_Task requirements_. Extract each line of the records that contains the string "representative". Treat uppercase and lowercase letters as distinct.

_Material provided_.

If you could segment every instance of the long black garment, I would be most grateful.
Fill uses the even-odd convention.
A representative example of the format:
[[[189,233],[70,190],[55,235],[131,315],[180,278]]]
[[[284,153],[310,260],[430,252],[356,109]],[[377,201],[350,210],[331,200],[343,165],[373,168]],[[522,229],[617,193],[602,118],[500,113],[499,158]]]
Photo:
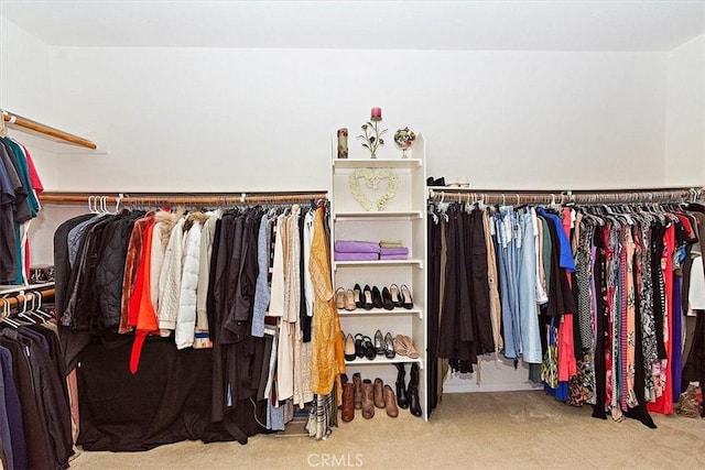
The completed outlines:
[[[482,211],[474,209],[469,214],[465,210],[462,214],[465,218],[465,264],[470,298],[473,337],[475,338],[477,354],[489,354],[495,352],[495,338],[489,311],[487,245],[485,244]]]
[[[466,373],[473,372],[471,364],[477,363],[477,349],[474,345],[470,317],[463,217],[459,217],[457,211],[452,209],[448,209],[448,217],[447,261],[438,330],[438,357],[449,359],[453,369]]]
[[[429,360],[426,361],[426,380],[429,383],[427,406],[429,416],[438,404],[438,309],[441,302],[441,225],[430,221],[429,232],[429,270],[426,271],[429,302],[427,305],[427,339]]]
[[[47,461],[43,463],[44,467],[37,468],[65,469],[68,468],[68,458],[73,455],[68,401],[62,386],[63,378],[58,376],[48,354],[48,347],[43,346],[36,335],[39,334],[4,328],[1,345],[10,349],[13,360],[21,364],[21,368],[29,364],[29,370],[24,370],[17,382],[22,400],[23,418],[25,418],[24,408],[28,407],[29,420],[24,420],[24,426],[28,437],[29,468],[34,468],[33,462],[40,458],[33,455],[33,449],[39,448],[42,449],[41,451],[48,449],[48,453]],[[10,347],[11,343],[15,346]],[[18,349],[21,351],[20,354],[15,354]],[[22,356],[26,362],[21,361]],[[23,400],[28,396],[32,398]],[[36,431],[37,436],[31,436],[33,431]]]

_Correct response_.
A representative example of the format:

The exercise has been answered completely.